→ EXERCISE REQUIREMENTS
Please update the entries below, replacing each "search" with "locate" and leaving everything else unchanged.

+++ DATA FOR THE TASK +++

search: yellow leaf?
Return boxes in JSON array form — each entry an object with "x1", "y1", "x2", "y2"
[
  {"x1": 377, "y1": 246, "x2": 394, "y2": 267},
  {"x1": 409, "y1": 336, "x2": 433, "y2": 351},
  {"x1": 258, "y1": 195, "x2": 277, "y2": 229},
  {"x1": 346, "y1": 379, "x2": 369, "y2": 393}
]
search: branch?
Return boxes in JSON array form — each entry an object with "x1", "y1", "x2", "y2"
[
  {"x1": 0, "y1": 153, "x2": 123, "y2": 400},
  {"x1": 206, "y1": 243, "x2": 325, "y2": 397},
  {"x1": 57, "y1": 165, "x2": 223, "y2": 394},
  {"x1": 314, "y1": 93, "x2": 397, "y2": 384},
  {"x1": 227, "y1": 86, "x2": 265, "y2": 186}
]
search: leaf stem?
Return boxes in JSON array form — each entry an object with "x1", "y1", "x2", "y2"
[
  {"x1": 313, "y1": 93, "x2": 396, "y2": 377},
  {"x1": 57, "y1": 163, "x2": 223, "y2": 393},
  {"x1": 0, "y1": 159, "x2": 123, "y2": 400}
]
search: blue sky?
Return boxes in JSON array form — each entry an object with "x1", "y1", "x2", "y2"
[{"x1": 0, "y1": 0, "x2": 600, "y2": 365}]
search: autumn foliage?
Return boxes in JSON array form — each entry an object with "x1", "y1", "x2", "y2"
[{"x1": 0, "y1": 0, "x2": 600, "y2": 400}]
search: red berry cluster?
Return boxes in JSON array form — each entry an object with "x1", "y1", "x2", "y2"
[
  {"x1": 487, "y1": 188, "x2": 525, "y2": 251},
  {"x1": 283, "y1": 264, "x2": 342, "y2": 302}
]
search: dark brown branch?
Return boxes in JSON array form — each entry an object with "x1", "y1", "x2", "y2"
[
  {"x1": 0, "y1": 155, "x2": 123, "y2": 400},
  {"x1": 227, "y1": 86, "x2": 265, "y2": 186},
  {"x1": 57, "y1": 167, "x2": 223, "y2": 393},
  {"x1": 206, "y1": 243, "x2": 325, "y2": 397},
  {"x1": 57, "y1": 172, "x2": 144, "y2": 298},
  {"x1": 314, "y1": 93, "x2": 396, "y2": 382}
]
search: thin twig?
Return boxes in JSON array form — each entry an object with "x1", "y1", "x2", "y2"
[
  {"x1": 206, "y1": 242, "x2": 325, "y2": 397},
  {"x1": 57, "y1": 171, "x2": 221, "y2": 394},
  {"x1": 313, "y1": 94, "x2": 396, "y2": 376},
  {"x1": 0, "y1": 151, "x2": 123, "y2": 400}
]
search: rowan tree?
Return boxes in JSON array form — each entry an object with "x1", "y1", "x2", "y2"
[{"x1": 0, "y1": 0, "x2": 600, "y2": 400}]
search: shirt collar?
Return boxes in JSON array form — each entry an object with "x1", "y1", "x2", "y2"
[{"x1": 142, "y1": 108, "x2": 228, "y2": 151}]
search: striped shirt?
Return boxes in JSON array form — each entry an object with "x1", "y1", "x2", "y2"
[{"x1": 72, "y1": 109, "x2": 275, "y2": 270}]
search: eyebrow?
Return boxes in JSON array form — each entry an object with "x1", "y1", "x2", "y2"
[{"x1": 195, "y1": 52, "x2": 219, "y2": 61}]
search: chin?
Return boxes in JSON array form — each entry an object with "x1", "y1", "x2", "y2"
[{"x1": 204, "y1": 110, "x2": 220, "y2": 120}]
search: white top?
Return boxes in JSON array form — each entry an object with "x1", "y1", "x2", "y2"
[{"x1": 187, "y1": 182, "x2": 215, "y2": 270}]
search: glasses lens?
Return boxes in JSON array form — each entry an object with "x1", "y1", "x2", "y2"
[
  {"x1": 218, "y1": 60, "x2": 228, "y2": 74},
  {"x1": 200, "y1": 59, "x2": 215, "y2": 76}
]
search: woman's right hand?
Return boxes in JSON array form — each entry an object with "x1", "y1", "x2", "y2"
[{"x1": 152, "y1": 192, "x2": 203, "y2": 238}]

+++

→ FULL SOLUTION
locate: yellow leaf?
Return boxes in JSON array form — each entry an object with "x1", "y1", "x2", "y2"
[
  {"x1": 377, "y1": 246, "x2": 394, "y2": 267},
  {"x1": 409, "y1": 336, "x2": 433, "y2": 351},
  {"x1": 258, "y1": 195, "x2": 277, "y2": 229},
  {"x1": 346, "y1": 379, "x2": 369, "y2": 393}
]
locate: branch?
Return boxes in JSON array form — each entry an object with "x1", "y1", "x2", "y2"
[
  {"x1": 0, "y1": 153, "x2": 123, "y2": 400},
  {"x1": 206, "y1": 243, "x2": 325, "y2": 397},
  {"x1": 57, "y1": 165, "x2": 223, "y2": 394},
  {"x1": 314, "y1": 93, "x2": 397, "y2": 384},
  {"x1": 227, "y1": 86, "x2": 265, "y2": 186}
]
locate: leaf stem?
Return boxes in JSON array form — each entry an object with "x1", "y1", "x2", "y2"
[
  {"x1": 313, "y1": 93, "x2": 396, "y2": 377},
  {"x1": 57, "y1": 163, "x2": 223, "y2": 393},
  {"x1": 0, "y1": 159, "x2": 123, "y2": 400}
]
locate: blue sky?
Return boxes in JSON array form — each entry an object with "x1", "y1", "x2", "y2"
[{"x1": 0, "y1": 0, "x2": 600, "y2": 365}]
locate: autumn foliage?
Return boxes in JSON array form — each entry an object with "x1", "y1", "x2", "y2"
[{"x1": 0, "y1": 0, "x2": 600, "y2": 400}]
locate: red berry cluster?
Return boxes in JSON array form — each entry an object with "x1", "y1", "x2", "y2"
[
  {"x1": 487, "y1": 188, "x2": 525, "y2": 251},
  {"x1": 283, "y1": 264, "x2": 342, "y2": 302}
]
locate: dark brown branch?
Return boxes in JSON array form — each entry an object with "x1", "y1", "x2", "y2"
[
  {"x1": 0, "y1": 155, "x2": 123, "y2": 400},
  {"x1": 227, "y1": 86, "x2": 265, "y2": 186},
  {"x1": 57, "y1": 167, "x2": 223, "y2": 393},
  {"x1": 206, "y1": 243, "x2": 325, "y2": 397},
  {"x1": 57, "y1": 172, "x2": 144, "y2": 298},
  {"x1": 314, "y1": 93, "x2": 396, "y2": 382}
]
locate: thin twig?
Return boxes in JSON array form — each entry an object with "x1", "y1", "x2", "y2"
[
  {"x1": 206, "y1": 242, "x2": 325, "y2": 397},
  {"x1": 57, "y1": 171, "x2": 221, "y2": 394},
  {"x1": 313, "y1": 94, "x2": 396, "y2": 376},
  {"x1": 0, "y1": 151, "x2": 123, "y2": 400}
]
locate: rowan tree?
Return boxes in JSON array form — each entry an object with "x1", "y1", "x2", "y2"
[{"x1": 0, "y1": 0, "x2": 600, "y2": 400}]
locate: shirt collar?
Return boxes in JSON array form — each entry an object with "x1", "y1", "x2", "y2"
[{"x1": 142, "y1": 108, "x2": 228, "y2": 151}]
locate: striped shirt?
Return boxes in JSON array form — each entry an object with "x1", "y1", "x2", "y2"
[{"x1": 72, "y1": 109, "x2": 275, "y2": 270}]
locate: eyebrow?
Return boxes in JSON array form — each entry an object with "x1", "y1", "x2", "y2"
[{"x1": 195, "y1": 52, "x2": 219, "y2": 61}]
locate: chin?
Return boxes in JSON array form — each entry an object with "x1", "y1", "x2", "y2"
[{"x1": 204, "y1": 110, "x2": 220, "y2": 120}]
locate: white top?
Return boxes in JSON array form — each entry an object with "x1", "y1", "x2", "y2"
[{"x1": 187, "y1": 182, "x2": 215, "y2": 270}]
locate: glasses lens?
Return boxes in JSON array form — each entry an object with "x1", "y1", "x2", "y2"
[
  {"x1": 218, "y1": 60, "x2": 228, "y2": 74},
  {"x1": 200, "y1": 59, "x2": 215, "y2": 76}
]
locate: woman's right hand?
Return boxes in JSON array form — each entry an object with "x1", "y1", "x2", "y2"
[{"x1": 152, "y1": 192, "x2": 203, "y2": 238}]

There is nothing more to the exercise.